▸ **Die Aufgaben**
1 - Nach wie vielen Verhandlungstagen wurde das Urteil im Trierer Innenstadtverfahren laut dem Text verkündet?
2 - Schreibe den Text über das Urteil im Trierer Innenstadtverfahren im Anschluss an seinen letzten Satz weiter.

▸ **Text**
○ ○ ○ ○

Urteil im „Trierer Innenstadtverfahren“

Verurteilung des Angeklagten zu lebenslanger Haftstrafe

Nach 42 Verhandlungstagen hat die 1. Schwurgerichtskammer des Landgerichts Trier am 16. August 2022 in dem Strafverfahren Az. 8032 Js 35057/20 ein Urteil verkündet.

Sie hat den Angeklagten wegen mehrfachen Mordes, vorsätzlichen gefährlichen Eingriffs in den Straßenverkehr, mehrfachen versuchten Mordes, gefährlicher und schwerer Körperverletzung zu einer lebenslangen Gesamtfreiheitsstrafe verurteilt. Weiterhin hat sie die besondere Schwere der Schuld festgestellt und die Unterbringung in einem psychiatrischen Krankenhaus (§ 63 StGB) angeordnet. Die Fahrerlaubnis des Angeklagten wurde eingezogen sowie eine lebenslange Sperre hinsichtlich der Wiedererteilung verhängt. Zudem wurde das Tatfahrzeug eingezogen.

Die Kammer hat es als erwiesen erachtet, dass der Angeklagte am 1. Dezember 2020 eine so genannte „Amokfahrt“ durch die Innenstadt von Trier begangen und dabei fünf Menschen ermordet und weitere Menschen versucht hat zu ermorden. Zahlreiche Menschen wurden bei der Fahrt, teils schwer, körperlich verletzt. Der Angeklagte habe sein Fahrzeug gezielt und kontrolliert auf Menschen zugesteuert, die ihm den Rücken zugekehrt haben und sich keines Angriffs versahen. Die Kammer bejahte daher das Vorliegen der Mordmerkmale der Heimtücke und der Tötung mit gemeingefährlichen Mitteln.

○ ○ ○ ○

▸ **Datenliste**
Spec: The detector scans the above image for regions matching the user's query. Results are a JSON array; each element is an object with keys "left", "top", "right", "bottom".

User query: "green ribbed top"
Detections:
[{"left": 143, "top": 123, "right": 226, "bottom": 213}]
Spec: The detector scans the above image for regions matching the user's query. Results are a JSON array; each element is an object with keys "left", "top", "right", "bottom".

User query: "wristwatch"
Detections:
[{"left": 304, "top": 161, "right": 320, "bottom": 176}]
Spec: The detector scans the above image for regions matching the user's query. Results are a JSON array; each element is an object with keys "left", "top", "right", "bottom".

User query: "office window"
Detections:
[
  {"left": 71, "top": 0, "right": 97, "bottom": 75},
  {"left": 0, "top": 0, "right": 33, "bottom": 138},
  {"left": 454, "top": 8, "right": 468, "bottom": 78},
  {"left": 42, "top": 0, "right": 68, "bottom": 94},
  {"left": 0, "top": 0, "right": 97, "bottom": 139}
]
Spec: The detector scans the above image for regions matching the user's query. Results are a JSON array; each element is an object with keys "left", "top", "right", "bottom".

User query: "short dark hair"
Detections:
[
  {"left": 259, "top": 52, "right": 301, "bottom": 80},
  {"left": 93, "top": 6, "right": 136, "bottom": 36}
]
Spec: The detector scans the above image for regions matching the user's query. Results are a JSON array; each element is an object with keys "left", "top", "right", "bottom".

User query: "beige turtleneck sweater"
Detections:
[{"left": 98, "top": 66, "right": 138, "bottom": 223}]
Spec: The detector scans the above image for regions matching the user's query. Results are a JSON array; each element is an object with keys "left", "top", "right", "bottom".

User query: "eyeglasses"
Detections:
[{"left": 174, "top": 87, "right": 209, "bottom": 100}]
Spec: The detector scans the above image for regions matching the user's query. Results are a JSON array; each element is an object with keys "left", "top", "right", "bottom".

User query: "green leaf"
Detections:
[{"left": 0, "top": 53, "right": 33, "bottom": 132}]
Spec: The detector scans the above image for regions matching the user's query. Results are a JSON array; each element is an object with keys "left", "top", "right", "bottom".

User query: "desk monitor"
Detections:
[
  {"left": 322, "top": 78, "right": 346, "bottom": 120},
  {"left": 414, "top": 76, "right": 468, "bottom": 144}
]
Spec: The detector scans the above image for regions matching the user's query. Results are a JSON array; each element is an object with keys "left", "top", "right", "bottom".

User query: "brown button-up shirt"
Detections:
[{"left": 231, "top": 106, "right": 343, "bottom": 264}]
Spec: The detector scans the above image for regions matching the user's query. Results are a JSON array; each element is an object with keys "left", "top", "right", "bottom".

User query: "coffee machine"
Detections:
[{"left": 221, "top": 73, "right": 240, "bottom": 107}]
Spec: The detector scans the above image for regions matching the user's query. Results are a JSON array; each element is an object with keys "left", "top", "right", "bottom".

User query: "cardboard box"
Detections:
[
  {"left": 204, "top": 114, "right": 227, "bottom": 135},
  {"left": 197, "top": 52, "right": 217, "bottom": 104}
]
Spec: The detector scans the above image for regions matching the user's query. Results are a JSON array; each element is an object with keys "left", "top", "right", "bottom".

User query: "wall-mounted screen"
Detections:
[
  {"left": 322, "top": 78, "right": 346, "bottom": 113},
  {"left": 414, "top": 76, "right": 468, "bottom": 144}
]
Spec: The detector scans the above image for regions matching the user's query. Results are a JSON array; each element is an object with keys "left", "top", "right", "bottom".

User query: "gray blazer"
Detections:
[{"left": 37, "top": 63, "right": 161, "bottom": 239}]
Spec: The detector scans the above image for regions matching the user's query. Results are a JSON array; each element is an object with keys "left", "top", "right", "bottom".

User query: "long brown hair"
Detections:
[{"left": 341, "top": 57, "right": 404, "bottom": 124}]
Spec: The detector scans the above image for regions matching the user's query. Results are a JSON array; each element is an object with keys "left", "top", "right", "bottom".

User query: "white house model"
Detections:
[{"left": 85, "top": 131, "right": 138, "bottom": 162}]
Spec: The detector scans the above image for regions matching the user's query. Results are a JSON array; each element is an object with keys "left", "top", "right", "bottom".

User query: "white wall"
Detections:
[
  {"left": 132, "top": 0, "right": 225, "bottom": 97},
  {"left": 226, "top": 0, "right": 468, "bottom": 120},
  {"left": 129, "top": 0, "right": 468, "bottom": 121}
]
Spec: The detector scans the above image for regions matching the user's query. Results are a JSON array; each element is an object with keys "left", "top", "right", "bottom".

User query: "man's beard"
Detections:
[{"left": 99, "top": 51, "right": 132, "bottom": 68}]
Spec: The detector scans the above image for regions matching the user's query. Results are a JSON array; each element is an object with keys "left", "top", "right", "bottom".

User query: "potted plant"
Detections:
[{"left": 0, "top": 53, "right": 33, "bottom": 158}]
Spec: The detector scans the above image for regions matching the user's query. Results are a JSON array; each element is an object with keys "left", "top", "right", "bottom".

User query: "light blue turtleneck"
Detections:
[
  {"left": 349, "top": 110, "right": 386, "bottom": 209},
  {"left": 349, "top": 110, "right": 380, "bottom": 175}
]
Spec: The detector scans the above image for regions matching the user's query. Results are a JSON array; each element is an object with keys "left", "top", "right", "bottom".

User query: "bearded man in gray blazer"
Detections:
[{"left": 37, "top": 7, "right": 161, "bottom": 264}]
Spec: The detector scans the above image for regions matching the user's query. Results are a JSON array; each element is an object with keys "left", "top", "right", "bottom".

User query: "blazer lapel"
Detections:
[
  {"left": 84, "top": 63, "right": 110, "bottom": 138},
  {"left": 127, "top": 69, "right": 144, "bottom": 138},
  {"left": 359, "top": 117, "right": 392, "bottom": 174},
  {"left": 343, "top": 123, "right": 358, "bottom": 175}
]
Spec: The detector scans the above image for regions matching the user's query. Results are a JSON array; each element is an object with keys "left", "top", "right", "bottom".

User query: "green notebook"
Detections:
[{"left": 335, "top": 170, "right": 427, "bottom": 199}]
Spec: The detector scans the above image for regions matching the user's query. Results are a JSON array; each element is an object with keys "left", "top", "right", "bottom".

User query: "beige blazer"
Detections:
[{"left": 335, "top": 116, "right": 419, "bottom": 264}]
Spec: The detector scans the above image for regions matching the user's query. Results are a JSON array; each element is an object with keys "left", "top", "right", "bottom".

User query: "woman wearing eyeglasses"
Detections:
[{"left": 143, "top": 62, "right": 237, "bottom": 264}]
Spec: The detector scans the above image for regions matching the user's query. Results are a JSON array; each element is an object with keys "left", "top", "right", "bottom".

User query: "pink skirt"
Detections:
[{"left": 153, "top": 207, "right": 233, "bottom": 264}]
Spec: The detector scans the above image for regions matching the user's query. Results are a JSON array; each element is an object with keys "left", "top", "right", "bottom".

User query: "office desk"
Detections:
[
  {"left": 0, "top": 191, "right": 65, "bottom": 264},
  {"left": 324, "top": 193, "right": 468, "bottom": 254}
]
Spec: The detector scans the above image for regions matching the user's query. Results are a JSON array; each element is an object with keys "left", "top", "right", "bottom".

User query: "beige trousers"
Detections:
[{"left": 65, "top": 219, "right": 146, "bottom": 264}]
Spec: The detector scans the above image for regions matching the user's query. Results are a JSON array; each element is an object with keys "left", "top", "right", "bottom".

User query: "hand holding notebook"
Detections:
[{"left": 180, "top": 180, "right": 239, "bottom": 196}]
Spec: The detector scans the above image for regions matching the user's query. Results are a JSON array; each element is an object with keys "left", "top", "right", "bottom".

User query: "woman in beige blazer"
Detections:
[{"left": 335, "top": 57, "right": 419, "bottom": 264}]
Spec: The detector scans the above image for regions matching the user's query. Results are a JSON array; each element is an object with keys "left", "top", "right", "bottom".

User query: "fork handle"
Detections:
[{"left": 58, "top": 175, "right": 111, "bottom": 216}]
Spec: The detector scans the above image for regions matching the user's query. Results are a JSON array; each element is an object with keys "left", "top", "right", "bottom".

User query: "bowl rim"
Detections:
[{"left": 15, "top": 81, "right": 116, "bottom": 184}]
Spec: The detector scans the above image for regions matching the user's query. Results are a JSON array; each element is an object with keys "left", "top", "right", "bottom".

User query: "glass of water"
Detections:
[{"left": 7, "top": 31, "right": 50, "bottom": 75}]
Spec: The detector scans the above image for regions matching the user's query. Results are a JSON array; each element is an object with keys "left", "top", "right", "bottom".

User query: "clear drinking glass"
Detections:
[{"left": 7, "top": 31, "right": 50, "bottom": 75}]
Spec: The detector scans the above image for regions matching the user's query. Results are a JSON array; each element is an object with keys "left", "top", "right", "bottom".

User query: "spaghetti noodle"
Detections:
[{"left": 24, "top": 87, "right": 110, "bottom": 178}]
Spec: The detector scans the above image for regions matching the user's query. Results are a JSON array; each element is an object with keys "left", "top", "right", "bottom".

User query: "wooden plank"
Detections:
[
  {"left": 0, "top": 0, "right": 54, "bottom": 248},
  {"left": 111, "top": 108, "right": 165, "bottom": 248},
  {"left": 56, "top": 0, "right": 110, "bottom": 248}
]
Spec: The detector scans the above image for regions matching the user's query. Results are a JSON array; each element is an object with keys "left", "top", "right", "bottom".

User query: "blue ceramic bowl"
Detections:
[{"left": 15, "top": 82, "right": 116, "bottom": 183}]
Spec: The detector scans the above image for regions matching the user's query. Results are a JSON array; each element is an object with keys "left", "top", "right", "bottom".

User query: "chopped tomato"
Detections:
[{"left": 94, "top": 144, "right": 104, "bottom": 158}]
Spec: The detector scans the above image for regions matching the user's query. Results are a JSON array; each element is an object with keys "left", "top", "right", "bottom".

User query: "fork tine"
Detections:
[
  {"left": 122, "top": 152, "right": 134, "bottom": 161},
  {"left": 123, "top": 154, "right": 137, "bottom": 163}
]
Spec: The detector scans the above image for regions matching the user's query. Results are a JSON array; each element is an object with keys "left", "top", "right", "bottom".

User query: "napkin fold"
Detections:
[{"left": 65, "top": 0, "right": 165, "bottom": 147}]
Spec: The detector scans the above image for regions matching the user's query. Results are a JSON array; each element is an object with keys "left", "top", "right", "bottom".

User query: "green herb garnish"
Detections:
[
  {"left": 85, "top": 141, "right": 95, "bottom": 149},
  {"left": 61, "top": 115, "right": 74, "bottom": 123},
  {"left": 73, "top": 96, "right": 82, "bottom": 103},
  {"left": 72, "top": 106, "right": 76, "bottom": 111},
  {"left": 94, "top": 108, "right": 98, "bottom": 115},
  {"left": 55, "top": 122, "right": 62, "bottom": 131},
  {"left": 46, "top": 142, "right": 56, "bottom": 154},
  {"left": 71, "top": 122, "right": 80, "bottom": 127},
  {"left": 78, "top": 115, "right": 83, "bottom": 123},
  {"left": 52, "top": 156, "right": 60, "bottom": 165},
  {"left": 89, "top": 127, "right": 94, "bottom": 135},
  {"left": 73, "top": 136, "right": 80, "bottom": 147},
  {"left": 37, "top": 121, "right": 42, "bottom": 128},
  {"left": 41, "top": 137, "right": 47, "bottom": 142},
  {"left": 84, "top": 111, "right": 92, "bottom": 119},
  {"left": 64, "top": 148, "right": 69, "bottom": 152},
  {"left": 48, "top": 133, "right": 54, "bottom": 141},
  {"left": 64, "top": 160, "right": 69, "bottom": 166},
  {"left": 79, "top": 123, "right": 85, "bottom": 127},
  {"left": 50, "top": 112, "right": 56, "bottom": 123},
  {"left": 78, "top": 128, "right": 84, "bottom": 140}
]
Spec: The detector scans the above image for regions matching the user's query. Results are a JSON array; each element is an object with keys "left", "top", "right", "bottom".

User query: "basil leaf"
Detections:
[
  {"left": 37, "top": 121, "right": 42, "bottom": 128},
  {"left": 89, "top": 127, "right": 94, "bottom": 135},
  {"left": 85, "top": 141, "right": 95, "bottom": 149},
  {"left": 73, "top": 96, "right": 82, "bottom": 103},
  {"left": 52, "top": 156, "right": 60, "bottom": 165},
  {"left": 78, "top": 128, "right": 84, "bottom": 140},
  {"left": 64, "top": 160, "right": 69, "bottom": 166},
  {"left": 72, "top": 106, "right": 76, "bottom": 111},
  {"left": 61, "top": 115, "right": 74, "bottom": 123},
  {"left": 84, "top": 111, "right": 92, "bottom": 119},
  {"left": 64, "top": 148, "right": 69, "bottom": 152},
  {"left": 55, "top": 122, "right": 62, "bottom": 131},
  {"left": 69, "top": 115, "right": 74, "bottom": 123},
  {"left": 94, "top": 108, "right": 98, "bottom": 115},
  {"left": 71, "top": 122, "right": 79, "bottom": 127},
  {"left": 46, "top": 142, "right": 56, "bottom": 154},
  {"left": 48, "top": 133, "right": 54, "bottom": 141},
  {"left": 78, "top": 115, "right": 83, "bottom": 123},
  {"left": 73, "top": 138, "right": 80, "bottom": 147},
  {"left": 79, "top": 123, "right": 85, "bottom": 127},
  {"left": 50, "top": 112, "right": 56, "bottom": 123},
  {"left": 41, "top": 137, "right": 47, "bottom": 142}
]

○ ○ ○ ○

▸ **Antworten je Aufgabe**
1 - Nach 42 Verhandlungstagen.

2 -
Eine Erklärung, warum der Angeklagte die Tat begangen hat, habe durch das Verfahren nur bedingt ermittelt werden können. Der Angeklagte habe aufgrund einer psychischen Erkrankung – einer paranoiden Schizophrenie – in den letzten Jahren vor der Tat einen zunehmenden Gesellschaftshass entwickelt, der schließlich in dem Tatgeschehen gipfelte. Die Auswahl der Opfer sei willkürlich erfolgt, die Opfer hätten für den Angeklagten Stellvertreter der Gesellschaft dargestellt und ihre Auswahl sei allein dem Zufall geschuldet gewesen.

Aufgrund der Ausführungen des psychiatrischen Sachverständigen nahm die Kammer eine verminderte Schuldfähigkeit im Sinne des § 21 StGB an. Die hiernach eingeräumt fakultative Strafmilderung, von der beim Vorliegen einer verminderten Schuldfähigkeit regelmäßig Gebrauch zu machen ist, verneinte sie hinsichtlich einer Tat, die sich gegen eine auf dem Hauptmarkt befindliche Familie richtete.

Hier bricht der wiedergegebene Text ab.